What needs to be done
Set the records down again in full, with every word kept.

Working data
○ ○ ○ ○ ○

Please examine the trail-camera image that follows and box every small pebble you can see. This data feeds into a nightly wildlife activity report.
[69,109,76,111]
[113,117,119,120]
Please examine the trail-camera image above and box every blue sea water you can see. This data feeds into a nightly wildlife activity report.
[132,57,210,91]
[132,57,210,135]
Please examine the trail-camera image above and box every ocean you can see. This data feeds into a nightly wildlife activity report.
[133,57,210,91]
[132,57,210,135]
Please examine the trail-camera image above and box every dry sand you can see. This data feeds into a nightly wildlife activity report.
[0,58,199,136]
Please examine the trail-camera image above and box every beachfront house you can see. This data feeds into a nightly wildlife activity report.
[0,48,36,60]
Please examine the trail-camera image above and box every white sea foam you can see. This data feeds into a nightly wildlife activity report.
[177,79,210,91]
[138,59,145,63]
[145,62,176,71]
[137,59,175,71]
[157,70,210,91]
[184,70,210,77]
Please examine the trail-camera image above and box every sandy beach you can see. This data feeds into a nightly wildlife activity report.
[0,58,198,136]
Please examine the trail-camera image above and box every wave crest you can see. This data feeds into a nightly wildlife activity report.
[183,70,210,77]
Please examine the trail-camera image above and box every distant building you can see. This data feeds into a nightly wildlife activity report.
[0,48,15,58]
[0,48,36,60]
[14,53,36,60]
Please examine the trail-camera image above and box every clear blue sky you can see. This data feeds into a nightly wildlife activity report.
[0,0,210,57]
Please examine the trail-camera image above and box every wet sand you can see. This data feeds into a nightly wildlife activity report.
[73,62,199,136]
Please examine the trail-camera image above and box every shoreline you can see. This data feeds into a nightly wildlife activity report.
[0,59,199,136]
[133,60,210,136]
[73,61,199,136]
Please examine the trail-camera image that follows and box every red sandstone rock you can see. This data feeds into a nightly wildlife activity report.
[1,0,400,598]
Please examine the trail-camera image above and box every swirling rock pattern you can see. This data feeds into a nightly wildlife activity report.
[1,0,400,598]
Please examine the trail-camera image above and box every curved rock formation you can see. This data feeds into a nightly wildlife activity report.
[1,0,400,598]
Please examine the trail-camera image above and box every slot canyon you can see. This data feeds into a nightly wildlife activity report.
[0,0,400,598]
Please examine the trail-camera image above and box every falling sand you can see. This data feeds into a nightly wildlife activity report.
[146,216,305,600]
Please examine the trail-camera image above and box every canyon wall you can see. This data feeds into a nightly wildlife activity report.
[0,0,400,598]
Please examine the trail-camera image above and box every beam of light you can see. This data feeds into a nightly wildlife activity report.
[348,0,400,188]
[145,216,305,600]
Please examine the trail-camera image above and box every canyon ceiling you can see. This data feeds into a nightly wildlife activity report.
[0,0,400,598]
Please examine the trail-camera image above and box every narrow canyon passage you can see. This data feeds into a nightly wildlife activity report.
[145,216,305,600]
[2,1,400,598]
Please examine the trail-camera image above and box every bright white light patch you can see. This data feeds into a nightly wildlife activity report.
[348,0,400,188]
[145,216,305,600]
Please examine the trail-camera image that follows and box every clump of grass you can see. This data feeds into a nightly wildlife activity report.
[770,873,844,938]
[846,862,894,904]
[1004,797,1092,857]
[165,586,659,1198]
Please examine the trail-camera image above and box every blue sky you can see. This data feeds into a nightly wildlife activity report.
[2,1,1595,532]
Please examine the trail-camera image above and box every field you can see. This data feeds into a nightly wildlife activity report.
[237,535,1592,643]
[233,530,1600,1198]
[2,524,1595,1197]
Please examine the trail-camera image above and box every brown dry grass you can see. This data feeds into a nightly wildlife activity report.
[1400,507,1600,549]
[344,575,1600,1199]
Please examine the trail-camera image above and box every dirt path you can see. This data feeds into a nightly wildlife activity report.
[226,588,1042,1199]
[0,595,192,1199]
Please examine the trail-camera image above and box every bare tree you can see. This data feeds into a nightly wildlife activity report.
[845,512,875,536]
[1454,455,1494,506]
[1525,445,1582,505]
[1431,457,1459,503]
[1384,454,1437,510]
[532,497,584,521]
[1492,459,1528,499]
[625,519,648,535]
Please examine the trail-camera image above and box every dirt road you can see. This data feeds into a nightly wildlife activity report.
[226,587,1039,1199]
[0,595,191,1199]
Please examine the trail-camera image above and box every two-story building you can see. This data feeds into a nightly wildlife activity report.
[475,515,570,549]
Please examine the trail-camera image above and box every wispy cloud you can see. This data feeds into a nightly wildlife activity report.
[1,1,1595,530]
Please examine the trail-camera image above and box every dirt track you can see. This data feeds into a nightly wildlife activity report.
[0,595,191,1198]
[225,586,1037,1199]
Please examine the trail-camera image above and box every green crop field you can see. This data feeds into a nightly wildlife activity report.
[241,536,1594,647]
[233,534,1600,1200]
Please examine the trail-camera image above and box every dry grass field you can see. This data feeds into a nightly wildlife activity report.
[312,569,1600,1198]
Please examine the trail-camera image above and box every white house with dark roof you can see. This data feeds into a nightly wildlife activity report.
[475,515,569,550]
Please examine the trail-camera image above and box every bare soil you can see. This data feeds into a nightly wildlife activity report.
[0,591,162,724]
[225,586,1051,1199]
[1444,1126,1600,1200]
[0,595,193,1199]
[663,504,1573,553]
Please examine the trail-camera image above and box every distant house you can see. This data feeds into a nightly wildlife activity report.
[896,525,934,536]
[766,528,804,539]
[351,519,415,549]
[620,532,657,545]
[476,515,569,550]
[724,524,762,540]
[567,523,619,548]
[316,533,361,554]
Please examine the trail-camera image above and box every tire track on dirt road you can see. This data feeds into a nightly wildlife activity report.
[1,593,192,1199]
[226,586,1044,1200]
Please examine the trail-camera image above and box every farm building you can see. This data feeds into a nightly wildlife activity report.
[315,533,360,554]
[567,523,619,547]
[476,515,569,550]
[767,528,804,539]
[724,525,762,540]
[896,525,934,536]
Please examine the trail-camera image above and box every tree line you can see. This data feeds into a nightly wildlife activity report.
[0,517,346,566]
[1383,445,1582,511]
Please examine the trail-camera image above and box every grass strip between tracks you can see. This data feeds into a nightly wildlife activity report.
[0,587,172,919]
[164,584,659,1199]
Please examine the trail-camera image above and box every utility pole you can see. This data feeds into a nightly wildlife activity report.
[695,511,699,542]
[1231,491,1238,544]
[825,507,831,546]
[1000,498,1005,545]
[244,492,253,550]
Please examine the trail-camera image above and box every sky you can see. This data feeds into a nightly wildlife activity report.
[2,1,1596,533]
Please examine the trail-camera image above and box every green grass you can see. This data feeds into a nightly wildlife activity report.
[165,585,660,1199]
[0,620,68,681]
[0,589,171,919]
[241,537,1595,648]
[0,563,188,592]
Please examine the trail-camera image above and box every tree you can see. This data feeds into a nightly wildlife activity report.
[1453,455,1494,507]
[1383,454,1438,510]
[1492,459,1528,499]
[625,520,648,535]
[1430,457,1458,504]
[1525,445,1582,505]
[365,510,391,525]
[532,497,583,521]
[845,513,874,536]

○ ○ ○ ○ ○

Response for this exercise
Please examine the trail-camera image that follows and box every small pebble you can see. This data feeds into a nightly wildlife activity report.
[69,109,76,111]
[113,117,119,120]
Please examine the trail-camera image above and box every blue sea water you can see. This data feeds into a nightly wildlife activity report.
[132,57,210,91]
[132,57,210,135]
Please examine the trail-camera image above and box every ocean you can see. This data feeds into a nightly wildlife activity report.
[133,57,210,91]
[132,57,210,135]
Please examine the trail-camera image above and box every dry sand you can see. This data feeds into a nightly wildlife activity report.
[0,58,199,136]
Please examine the trail-camera image above and box every beachfront house you can see. This data feeds into a nightly wildlife activity report.
[0,48,36,60]
Please examine the trail-camera image above and box every white sea foam you can see. This data feeds into a nightly wildlife activity report.
[177,79,210,91]
[138,59,145,63]
[145,62,176,71]
[137,59,175,71]
[157,70,210,91]
[184,70,210,77]
Please examine the trail-camera image above and box every sandy beach you can see. This data feeds into a nightly wildlife activity report.
[0,58,198,136]
Please examine the trail-camera image above and box every wave crest you can see. This data feeds into a nightly wildlife activity report.
[183,70,210,77]
Please examine the trail-camera image above and box every distant building you can see. This data feeds into a nightly wildlife activity report.
[0,48,15,58]
[0,48,36,60]
[14,53,36,60]
Please examine the trail-camera image above and box every clear blue sky you can see. This data feeds into a nightly wildlife activity report.
[0,0,210,57]
Please examine the trail-camera image above and box every wet sand you can see. This data feeds into a nightly wildlife activity report.
[73,62,199,136]
Please examine the trail-camera image above and box every shoreline you can see. This data feeds into a nightly wildlife activity report.
[0,59,199,136]
[133,60,210,136]
[73,61,199,136]
Please examine the trail-camera image that follows and box every red sandstone rock you can see. This data feeds into a nightly wildlife activity report.
[1,0,400,598]
Please examine the trail-camera image above and box every swirling rock pattern you can see. This data feeds into a nightly wildlife activity report.
[1,0,400,598]
Please examine the trail-camera image above and box every curved rock formation you can see. This data feeds into a nightly wildlife activity report.
[1,0,400,598]
Please examine the trail-camera image above and box every slot canyon you can see. This data feeds into a nightly wildlife activity report.
[0,0,400,598]
Please examine the trail-camera image above and box every falling sand you can see. This data feeds into a nightly wildlife activity report.
[146,216,305,600]
Please examine the trail-camera image above and box every canyon wall you can see. This data feeds into a nightly wildlife activity report.
[0,0,400,598]
Please examine the trail-camera image above and box every beam of light you can see. This data feeds into a nightly wildlife activity report.
[348,0,400,188]
[145,216,305,600]
Please examine the trail-camera image above and box every canyon ceiling you can see. This data feeds into a nightly wildlife activity report.
[0,0,400,598]
Please examine the trail-camera image above and box every narrow canyon passage you can see. This data feeds into a nightly wildlife activity report.
[145,216,305,600]
[2,1,400,598]
Please examine the trail-camera image above and box every bright white light patch you can see. This data feeds into a nightly wildlife activity report.
[348,0,400,188]
[145,216,305,600]
Please examine the trail-camera image that follows and box every clump of grass you can see. This data feeds into a nightly wildlife activity report.
[770,873,844,938]
[846,862,894,904]
[1004,797,1092,857]
[165,586,659,1198]
Please examine the trail-camera image above and box every blue sky you can see. This data feeds into a nightly wildlife activity report.
[2,1,1595,532]
Please examine the trail-camera image above and box every field you can see. This data feeds into a nightly wildlife activity report.
[237,535,1592,643]
[233,530,1600,1198]
[2,524,1595,1197]
Please examine the trail-camera image above and box every brown dry grass you can see. This data feeds into a nightly wildlife activity report.
[1400,507,1600,549]
[344,575,1600,1199]
Please examine the trail-camera image above and box every dirt path you can see. This data feeds into a nightly wildlife activity report.
[226,588,1042,1199]
[0,595,192,1199]
Please examine the trail-camera image above and box every bare tree you can see. This data feeds into a nightly wildlife activity report.
[845,512,875,536]
[1454,455,1494,506]
[1525,445,1582,505]
[1431,457,1459,503]
[1384,454,1437,510]
[532,497,584,521]
[1492,459,1528,499]
[625,519,648,535]
Please examine the trail-camera image above and box every dirt road you can see. This data feeds into a nightly wildlife activity report.
[226,587,1039,1199]
[0,595,191,1199]
Please examine the trail-camera image above and box every two-story building you can see. This data feeds into a nightly wildlife activity report.
[475,515,570,549]
Please examine the trail-camera image above and box every wispy cloud you can see. This data feeds into a nightly wildlife activity report.
[1,1,1595,530]
Please examine the trail-camera image above and box every dirt track you can see. This data feeds into a nightly wildlife activity report.
[0,595,191,1198]
[225,586,1037,1199]
Please examine the trail-camera image above and box every green crop field you can see. This data feeds into a nightly wildlife activity report.
[241,536,1594,647]
[233,534,1600,1200]
Please examine the trail-camera image above and box every dry grass field you can see. This data feeds into a nightly wildlife activity report.
[312,569,1600,1198]
Please examine the trail-camera image above and box every white house with dark roof you can see. This data feeds into a nightly wildlife activity report.
[475,515,569,550]
Please examine the trail-camera image above and box every bare soil you can see. This data feeds into a nightly wildlife activity report.
[0,591,162,724]
[225,586,1051,1199]
[1444,1126,1600,1200]
[0,595,193,1199]
[663,504,1573,553]
Please examine the trail-camera image above and box every distant house you can see. This data feeds into a nightly wildlife activity report.
[896,525,934,536]
[766,528,804,539]
[351,519,415,549]
[620,532,657,545]
[476,515,569,550]
[724,524,762,540]
[567,523,619,548]
[316,533,361,554]
Please examine the trail-camera image above and box every tire track on dirt road you can see. This data feeds into a nightly wildlife activity report.
[1,593,192,1199]
[226,586,1044,1200]
Please examine the trail-camera image above and box every farm building you can see. This data feeds into a nightly wildlife activity report.
[315,533,360,554]
[567,523,619,547]
[476,515,569,550]
[767,528,804,539]
[724,525,762,540]
[896,525,934,536]
Please examine the trail-camera image above and box every tree line you can see. This data feeds into a nightly wildlife activity report.
[0,517,346,566]
[1383,445,1582,511]
Please examine the trail-camera image above and box every grass strip between tracks you can see. This data feeds into a nightly wildlife activity report.
[0,587,172,919]
[164,584,659,1199]
Please examine the trail-camera image above and box every utility pole you can see. This data feeds into a nightly wildlife activity report.
[695,511,699,542]
[1231,491,1238,544]
[825,507,831,546]
[1000,498,1005,545]
[244,492,253,550]
Please examine the trail-camera image above and box every sky you can see. This data feeds into a nightly wildlife activity report.
[2,1,1596,533]
Please examine the trail-camera image above and box every green grass you can see. This data feeds into a nightly wildlife activity report.
[165,585,660,1199]
[0,620,68,681]
[0,589,171,919]
[241,537,1595,648]
[0,563,188,592]
Please examine the trail-camera image above and box every tree you can see. This data feeds into a nightly wildlife activity report.
[1453,455,1494,507]
[1383,454,1438,510]
[1492,459,1528,499]
[625,520,648,535]
[1430,457,1458,504]
[1525,445,1582,505]
[365,510,391,525]
[532,497,583,521]
[845,513,874,536]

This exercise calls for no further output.